* PROBLEM DETAILS: Under this task are some entries; return every one of them exactly.

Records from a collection
########################################

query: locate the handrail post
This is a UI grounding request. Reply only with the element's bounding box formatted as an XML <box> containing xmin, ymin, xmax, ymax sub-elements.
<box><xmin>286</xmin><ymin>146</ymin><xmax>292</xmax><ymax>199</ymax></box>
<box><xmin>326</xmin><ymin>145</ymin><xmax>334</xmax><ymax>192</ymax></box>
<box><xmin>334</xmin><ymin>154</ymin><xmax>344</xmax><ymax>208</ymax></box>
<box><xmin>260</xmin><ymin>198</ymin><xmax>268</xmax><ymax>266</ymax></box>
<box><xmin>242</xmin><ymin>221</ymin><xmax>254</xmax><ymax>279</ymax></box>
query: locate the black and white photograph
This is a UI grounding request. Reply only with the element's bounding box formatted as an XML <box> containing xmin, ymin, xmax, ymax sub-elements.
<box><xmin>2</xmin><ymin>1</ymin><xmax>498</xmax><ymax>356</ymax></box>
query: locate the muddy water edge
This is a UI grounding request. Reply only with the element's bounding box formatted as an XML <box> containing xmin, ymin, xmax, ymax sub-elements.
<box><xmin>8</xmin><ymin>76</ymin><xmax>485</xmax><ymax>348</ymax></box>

########################################

* SOLUTION TO THIS EXERCISE:
query: locate the handrail post
This is a UI grounding request. Reply only with the element's bounding box formatted as an XML <box> containing xmin, ymin, xmax, ymax sub-elements.
<box><xmin>286</xmin><ymin>146</ymin><xmax>292</xmax><ymax>199</ymax></box>
<box><xmin>326</xmin><ymin>145</ymin><xmax>334</xmax><ymax>192</ymax></box>
<box><xmin>334</xmin><ymin>154</ymin><xmax>344</xmax><ymax>208</ymax></box>
<box><xmin>260</xmin><ymin>198</ymin><xmax>268</xmax><ymax>266</ymax></box>
<box><xmin>242</xmin><ymin>221</ymin><xmax>254</xmax><ymax>279</ymax></box>
query: locate the black and white photograph
This is a UI grounding request. Reply only with the element's bounding box formatted as an XML <box> containing xmin, ymin, xmax, ymax sub-elements.
<box><xmin>2</xmin><ymin>1</ymin><xmax>498</xmax><ymax>356</ymax></box>
query: locate the muddy water edge
This is a UI grounding request. Reply only with the element's bounding box formatted as an XML <box> containing xmin, ymin, xmax, ymax sub-elements.
<box><xmin>8</xmin><ymin>76</ymin><xmax>485</xmax><ymax>348</ymax></box>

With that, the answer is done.